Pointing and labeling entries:
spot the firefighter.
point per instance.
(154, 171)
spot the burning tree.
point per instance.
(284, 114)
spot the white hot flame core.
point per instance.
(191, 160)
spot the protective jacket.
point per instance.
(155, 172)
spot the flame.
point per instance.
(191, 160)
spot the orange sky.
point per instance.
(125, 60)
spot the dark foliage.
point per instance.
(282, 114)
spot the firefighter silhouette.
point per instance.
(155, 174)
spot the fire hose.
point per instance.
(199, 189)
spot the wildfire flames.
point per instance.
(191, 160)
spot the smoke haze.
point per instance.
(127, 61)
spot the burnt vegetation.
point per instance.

==

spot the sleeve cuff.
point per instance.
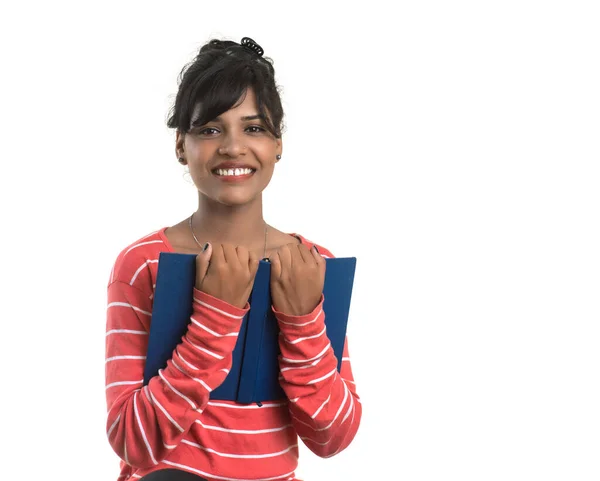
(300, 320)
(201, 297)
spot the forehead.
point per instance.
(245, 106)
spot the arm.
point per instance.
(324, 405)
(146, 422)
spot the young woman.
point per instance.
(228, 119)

* * *

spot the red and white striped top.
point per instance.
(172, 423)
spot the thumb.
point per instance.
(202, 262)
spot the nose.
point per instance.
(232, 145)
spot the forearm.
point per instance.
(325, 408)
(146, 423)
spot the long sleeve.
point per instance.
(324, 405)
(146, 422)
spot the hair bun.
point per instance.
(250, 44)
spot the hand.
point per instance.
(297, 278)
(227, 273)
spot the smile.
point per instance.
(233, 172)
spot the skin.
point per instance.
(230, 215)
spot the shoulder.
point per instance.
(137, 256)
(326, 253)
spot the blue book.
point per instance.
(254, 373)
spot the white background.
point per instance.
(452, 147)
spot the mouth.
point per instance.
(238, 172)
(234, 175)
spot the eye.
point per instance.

§ **WHAT IS BEING ASKED**: Which lines in the listing above contain the word "sleeve"? Find each one and copy it out in full.

§ **TASK ANSWER**:
spot the sleeve cuff.
spot the long sleeve.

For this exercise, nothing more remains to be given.